What is required
Pick out every line in the records below that contains the string "measured", matching case exactly, and copy each one in full.

(Region labeling items)

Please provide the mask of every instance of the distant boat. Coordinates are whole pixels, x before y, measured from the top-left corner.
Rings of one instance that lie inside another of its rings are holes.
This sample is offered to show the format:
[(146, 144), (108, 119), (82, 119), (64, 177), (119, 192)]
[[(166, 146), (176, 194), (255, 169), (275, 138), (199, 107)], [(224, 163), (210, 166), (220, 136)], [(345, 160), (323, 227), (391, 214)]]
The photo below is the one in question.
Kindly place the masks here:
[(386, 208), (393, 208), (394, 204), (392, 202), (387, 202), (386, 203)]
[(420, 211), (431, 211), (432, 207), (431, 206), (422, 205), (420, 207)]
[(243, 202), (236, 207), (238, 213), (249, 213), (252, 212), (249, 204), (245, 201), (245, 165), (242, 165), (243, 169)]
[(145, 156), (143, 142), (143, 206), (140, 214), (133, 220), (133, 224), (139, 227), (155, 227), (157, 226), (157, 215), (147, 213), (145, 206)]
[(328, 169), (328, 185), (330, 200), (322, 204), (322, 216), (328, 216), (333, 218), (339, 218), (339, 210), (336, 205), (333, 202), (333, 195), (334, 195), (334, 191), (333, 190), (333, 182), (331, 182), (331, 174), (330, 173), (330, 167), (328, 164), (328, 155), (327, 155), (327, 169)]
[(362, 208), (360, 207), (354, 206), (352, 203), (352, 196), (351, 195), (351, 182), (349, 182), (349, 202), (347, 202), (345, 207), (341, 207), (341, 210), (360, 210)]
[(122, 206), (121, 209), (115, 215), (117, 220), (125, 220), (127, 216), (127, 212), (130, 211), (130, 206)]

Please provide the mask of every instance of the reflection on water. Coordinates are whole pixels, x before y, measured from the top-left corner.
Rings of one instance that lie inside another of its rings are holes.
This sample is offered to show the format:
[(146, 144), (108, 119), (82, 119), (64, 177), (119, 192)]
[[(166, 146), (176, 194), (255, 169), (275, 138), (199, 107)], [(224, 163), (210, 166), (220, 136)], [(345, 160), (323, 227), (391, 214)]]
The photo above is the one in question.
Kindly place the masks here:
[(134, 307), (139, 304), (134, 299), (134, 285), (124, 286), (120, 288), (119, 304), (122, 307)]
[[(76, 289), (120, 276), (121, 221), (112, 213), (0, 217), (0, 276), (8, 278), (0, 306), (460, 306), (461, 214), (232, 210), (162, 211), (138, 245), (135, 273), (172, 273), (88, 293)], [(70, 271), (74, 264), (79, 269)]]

Task solution
Please provide the mask of every instance of the distant boat. Coordinates are whole pixels, x before y, measured from the top-left corner.
Please provide the mask of every instance of the reflection on water. Coordinates are whole pixels, x before y, measured from the top-left corner.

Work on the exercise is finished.